__Selected excerpt__
####################

In cities having milk supplied by a number of dairymen, if several of these small groups of cases among customers of different dairymen occur at about the same time, a list of the farms supplying each of the suspected dairies should be studied, and if it is found that two or more of these dairies receive milk from any one farm, an investigation should be made of that farm, and in this way the source of the infection for the several groups of cases may be determined.

MEASURES TO PREVENT THE DISSEMINATION OF THE INFECTION OF TYPHOID FEVER IN MILK.

(a) The prevention of the introduction of infection into milk.This at once suggests itself as the proper measure; but the difficulty of carrying it out practically becomes evident when we consider the number of farms from which the milk supply of the average American city is obtained, the liability of cases of typhoid fever occurring on these farms, and the numerous ways in which the infection may be conveyed from the patient to the milk. New York City's milk supply, according to Darlington, is derived from 35,000 farms, and shipped from 700 creameries, located in 6 States. It is easy to appreciate how difficult and expensive it would be to keep up a sufficiently thorough supervision of the multiple sources of that city's milk supply. It is practicable to accomplish much toward the prevention of the infection getting into the milk after the milk is delivered to the city. The following requirements are suggested:

1. Location of the dairies in good surroundings.

2. The prevention of the handling of the milk by persons who are in contact with typhoid fever patients or who themselves are liable to be discharging the B. typhosus in their excreta. It does not seem unreasonable to require the owner of a store in which milk is sold and in which there is a patient with typhoid fever to either remove the patient to a hospital or some other house or to close up the business until the danger from that patient is passed.

####################

__Recorded data__
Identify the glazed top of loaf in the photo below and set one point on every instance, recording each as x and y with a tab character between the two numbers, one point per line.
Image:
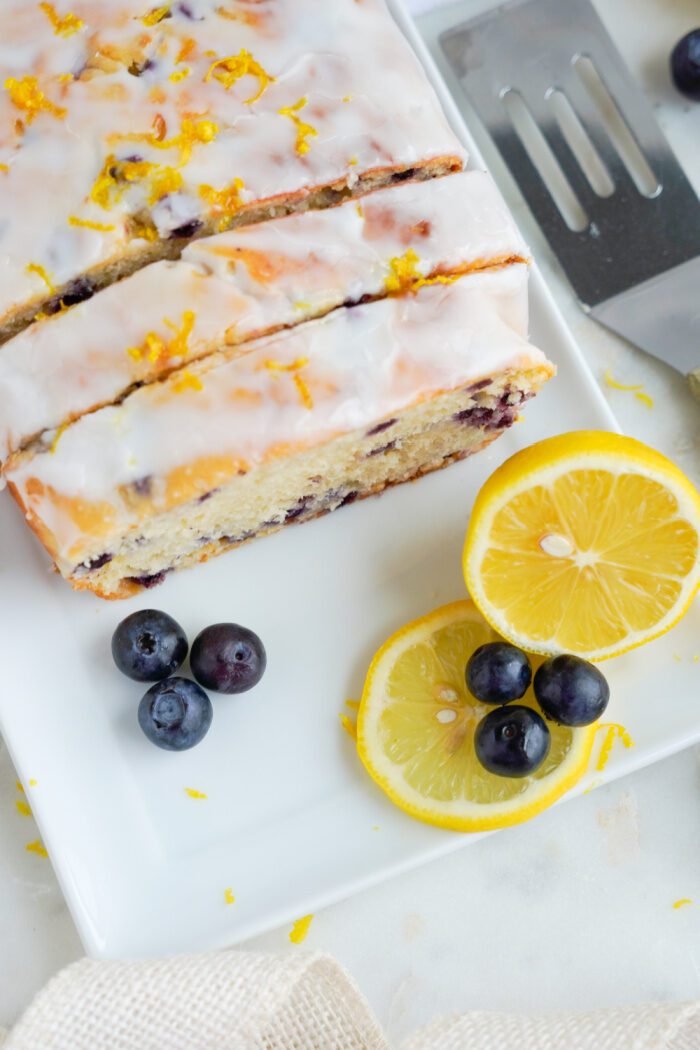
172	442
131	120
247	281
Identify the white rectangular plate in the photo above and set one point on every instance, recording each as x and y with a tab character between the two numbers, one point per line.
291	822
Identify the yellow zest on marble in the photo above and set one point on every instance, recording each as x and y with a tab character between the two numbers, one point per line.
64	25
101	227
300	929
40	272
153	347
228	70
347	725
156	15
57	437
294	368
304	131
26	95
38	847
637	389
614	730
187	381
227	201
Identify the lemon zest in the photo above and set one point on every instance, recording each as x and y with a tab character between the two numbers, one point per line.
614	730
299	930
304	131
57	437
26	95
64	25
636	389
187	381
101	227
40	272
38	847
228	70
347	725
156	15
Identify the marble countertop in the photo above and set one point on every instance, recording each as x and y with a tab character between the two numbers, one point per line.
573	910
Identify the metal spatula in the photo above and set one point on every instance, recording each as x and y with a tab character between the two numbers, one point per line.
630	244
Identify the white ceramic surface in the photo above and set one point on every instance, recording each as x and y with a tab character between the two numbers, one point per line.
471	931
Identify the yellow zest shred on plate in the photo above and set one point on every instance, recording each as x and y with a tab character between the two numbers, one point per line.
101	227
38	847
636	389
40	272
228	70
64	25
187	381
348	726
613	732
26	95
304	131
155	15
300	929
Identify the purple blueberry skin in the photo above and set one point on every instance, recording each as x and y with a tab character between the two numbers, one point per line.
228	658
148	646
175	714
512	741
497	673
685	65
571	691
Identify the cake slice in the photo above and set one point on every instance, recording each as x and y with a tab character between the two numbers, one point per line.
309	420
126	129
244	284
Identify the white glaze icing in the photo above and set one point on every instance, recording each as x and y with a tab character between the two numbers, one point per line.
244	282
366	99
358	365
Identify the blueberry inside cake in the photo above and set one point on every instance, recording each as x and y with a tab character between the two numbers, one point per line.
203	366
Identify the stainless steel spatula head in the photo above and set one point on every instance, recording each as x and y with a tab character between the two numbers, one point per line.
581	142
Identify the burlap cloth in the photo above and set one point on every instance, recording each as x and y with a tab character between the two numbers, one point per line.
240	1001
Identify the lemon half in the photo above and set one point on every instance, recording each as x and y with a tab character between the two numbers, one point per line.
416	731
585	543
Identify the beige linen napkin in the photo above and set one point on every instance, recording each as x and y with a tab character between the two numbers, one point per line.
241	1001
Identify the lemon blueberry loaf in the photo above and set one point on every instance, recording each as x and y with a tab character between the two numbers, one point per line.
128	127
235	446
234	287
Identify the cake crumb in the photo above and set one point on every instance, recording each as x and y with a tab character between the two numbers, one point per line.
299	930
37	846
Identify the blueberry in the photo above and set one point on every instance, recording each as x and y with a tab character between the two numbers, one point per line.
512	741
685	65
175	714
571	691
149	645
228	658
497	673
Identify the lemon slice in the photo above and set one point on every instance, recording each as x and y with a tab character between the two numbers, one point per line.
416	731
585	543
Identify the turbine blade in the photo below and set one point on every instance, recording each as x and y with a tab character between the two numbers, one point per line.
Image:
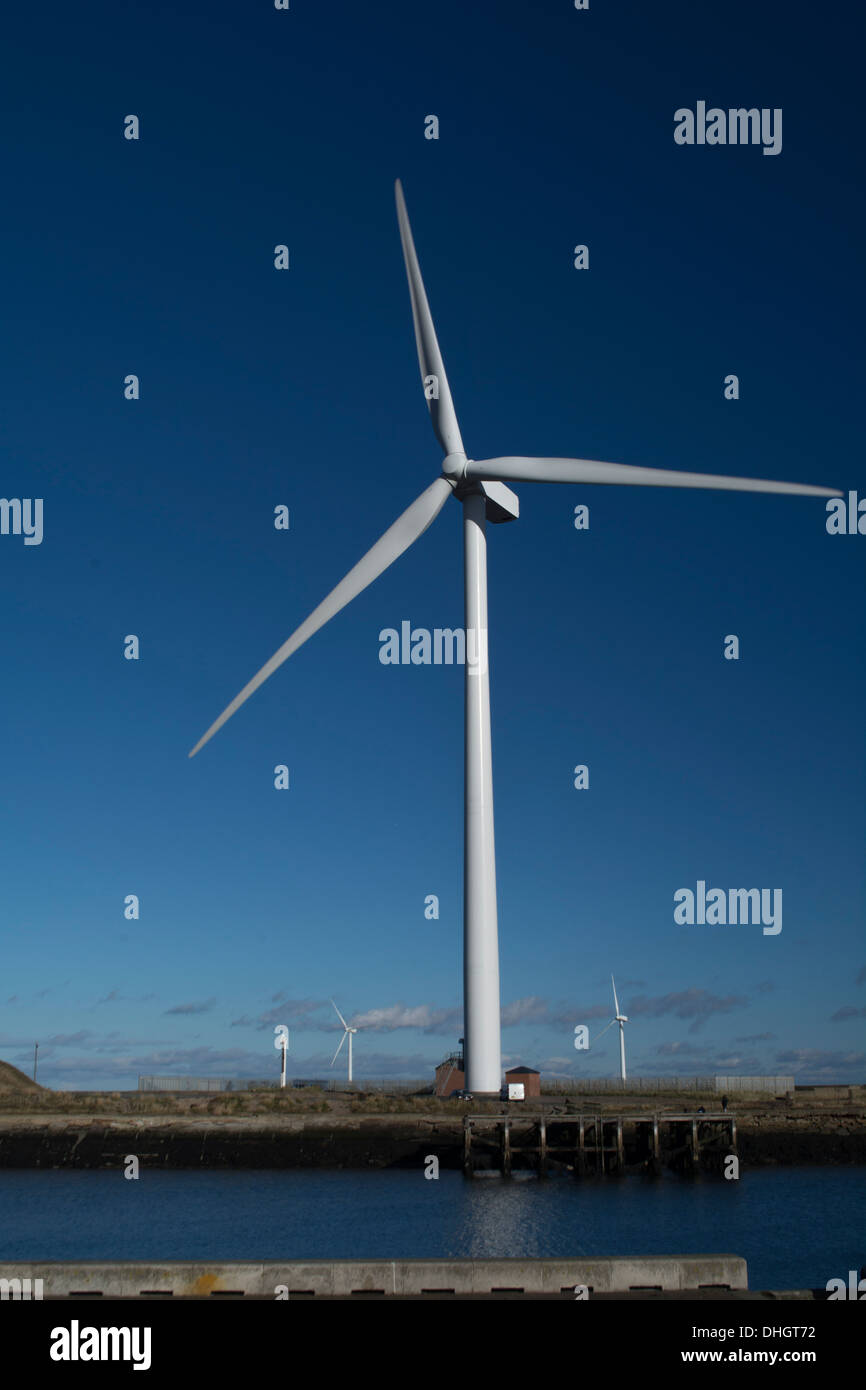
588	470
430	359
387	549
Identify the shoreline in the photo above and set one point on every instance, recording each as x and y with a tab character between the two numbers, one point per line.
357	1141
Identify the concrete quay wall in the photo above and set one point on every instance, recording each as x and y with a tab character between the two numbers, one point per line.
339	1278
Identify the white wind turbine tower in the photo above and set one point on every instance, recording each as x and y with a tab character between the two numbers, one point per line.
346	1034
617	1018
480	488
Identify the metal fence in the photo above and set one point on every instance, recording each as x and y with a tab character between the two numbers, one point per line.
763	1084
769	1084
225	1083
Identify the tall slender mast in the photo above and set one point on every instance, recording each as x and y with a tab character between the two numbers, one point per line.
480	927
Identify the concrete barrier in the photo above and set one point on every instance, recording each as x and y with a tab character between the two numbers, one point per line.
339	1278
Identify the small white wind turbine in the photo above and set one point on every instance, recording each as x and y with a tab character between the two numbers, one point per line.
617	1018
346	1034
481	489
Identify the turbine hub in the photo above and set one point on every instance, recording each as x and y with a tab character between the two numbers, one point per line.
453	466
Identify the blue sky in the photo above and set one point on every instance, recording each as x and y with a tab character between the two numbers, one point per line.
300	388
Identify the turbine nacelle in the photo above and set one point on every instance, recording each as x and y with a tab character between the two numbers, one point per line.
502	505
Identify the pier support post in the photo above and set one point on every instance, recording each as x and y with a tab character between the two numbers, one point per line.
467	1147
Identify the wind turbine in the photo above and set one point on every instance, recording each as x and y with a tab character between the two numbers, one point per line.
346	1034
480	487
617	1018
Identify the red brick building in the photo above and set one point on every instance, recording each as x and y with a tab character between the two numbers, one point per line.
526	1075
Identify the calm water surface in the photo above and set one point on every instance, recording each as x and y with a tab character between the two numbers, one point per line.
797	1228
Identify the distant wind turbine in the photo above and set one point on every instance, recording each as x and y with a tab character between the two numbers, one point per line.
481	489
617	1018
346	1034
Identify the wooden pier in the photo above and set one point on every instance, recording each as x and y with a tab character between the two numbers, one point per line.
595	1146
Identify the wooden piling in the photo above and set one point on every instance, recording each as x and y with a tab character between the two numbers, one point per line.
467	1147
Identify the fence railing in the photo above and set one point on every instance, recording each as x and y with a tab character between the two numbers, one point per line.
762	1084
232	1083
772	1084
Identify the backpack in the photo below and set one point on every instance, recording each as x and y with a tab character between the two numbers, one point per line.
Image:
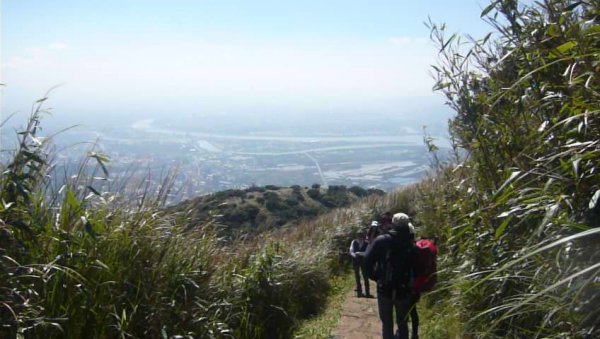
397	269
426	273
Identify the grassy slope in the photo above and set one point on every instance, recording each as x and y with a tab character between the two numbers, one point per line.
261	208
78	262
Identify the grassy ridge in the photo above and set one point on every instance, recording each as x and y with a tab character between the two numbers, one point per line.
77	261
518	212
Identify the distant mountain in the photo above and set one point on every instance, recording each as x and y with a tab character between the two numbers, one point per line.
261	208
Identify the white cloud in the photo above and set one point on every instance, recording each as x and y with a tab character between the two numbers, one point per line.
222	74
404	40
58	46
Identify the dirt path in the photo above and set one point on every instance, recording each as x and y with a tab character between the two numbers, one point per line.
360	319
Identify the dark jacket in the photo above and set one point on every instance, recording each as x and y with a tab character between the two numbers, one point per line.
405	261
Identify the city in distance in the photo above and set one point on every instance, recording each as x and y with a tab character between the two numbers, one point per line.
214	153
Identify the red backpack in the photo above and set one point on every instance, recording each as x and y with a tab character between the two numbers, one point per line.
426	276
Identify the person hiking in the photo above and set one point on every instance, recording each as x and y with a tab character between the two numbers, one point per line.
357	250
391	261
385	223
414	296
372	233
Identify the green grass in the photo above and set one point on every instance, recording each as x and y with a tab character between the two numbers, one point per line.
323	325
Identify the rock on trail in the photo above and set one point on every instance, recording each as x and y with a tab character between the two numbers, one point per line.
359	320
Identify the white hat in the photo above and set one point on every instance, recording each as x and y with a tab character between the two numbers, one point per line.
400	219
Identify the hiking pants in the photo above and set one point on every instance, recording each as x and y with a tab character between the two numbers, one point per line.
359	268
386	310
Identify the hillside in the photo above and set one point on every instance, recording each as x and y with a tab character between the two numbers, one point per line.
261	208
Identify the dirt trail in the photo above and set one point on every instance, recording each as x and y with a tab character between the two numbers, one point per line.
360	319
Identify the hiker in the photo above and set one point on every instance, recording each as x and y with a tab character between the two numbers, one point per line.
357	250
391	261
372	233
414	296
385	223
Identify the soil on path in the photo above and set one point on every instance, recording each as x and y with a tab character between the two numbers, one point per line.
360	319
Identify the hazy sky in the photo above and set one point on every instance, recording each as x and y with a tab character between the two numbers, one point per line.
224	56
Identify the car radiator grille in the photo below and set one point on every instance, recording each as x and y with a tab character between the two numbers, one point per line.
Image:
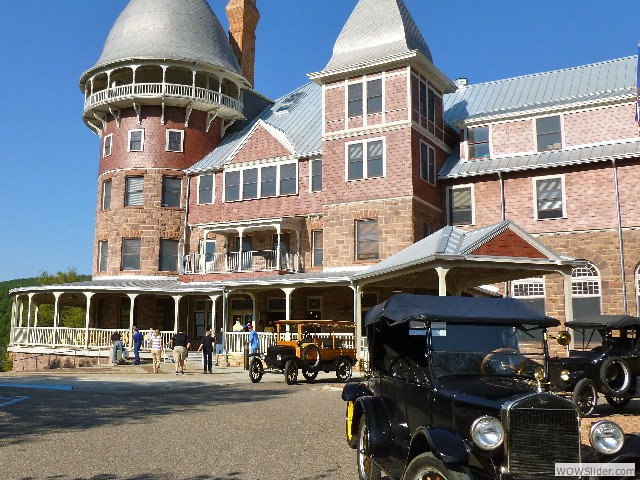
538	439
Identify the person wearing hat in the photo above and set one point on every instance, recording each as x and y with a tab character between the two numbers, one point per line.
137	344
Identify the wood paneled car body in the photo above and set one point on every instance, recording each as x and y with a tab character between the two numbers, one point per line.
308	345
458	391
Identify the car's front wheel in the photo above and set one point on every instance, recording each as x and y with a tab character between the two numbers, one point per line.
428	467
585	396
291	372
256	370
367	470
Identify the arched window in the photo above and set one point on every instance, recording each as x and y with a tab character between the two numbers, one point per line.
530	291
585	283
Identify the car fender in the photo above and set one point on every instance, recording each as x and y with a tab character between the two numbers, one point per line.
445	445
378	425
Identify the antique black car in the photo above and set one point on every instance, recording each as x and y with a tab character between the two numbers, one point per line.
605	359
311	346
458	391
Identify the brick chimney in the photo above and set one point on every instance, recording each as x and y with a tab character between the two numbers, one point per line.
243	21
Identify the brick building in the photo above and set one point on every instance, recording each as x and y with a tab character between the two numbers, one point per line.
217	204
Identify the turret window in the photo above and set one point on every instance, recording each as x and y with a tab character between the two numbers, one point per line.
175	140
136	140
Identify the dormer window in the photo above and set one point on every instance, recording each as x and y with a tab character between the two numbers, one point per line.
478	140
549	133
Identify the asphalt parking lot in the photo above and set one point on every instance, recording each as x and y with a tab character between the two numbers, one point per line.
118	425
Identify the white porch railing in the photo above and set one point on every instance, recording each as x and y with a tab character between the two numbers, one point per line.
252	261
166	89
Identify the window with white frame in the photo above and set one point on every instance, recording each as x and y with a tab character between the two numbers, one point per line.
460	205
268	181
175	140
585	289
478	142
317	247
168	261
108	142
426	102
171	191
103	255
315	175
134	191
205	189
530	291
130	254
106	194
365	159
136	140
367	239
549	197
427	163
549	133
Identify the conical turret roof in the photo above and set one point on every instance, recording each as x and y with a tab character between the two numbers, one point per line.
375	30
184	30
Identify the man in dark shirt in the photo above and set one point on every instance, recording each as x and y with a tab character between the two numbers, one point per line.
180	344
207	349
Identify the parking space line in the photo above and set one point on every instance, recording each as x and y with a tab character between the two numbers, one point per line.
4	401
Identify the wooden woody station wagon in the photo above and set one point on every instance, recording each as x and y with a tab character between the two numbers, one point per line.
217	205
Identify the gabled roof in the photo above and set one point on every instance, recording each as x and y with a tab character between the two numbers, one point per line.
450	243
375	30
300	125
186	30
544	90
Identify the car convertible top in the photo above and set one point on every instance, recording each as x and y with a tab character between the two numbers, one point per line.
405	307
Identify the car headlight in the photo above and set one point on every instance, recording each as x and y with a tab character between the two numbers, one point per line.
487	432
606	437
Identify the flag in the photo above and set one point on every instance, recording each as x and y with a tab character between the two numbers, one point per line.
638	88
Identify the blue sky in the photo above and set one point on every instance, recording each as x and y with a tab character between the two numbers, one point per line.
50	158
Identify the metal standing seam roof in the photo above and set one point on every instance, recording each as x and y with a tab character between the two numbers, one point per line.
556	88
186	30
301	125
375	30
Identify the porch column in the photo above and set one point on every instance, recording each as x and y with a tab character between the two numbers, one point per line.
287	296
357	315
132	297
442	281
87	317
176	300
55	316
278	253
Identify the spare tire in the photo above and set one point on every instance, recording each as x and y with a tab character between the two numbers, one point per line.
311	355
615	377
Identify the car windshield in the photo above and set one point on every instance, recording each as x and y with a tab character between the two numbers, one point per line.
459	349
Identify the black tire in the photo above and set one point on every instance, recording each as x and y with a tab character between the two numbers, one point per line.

####################

__Questions__
A) In the passage on typhoid fever in milk, how many farms supply New York City's milk according to Darlington?
B) List the considerations that the passage on typhoid fever in milk says make preventing infection from entering milk difficult to carry out in practice.
C) Carry on the passage on typhoid fever in milk from the point where it ends.

__Answers to each task__
A) 35,000 farms.

B)
- The number of farms from which the milk supply of the average American city is obtained
- The liability of cases of typhoid fever occurring on these farms
- The numerous ways in which the infection may be conveyed from the patient to the milk

C)
3. Exclusion of flies and other insects so far as possible, by screening, etc.

4. Sterilization of bottles and cans returned from houses before being again filled with milk, or the use of paper bottles which would not need to be returned.

5. The sealing of the bottles or cans of milk so that they may not be infected in the course of delivery.

(b) The destruction of infection in milk.-This at the present time seems to be the cheapest and the most practicable method to prevent the spread of typhoid infection in the milk supply of cities. In exceptional instances when a dairy receives its supply of milk from only one or two farms over which a thorough supervision may be exercised, efforts to prevent the infection reaching the milk may be attempted. But for the general supply of cities, Pasteurization of the milk after it has been placed in the bottles or cans for distribution is the best measure. Supplement this with an intelligent supervision over the depots and stores where milk is sold and milk as a causative factor of typhoid fever in cities would be practically removed.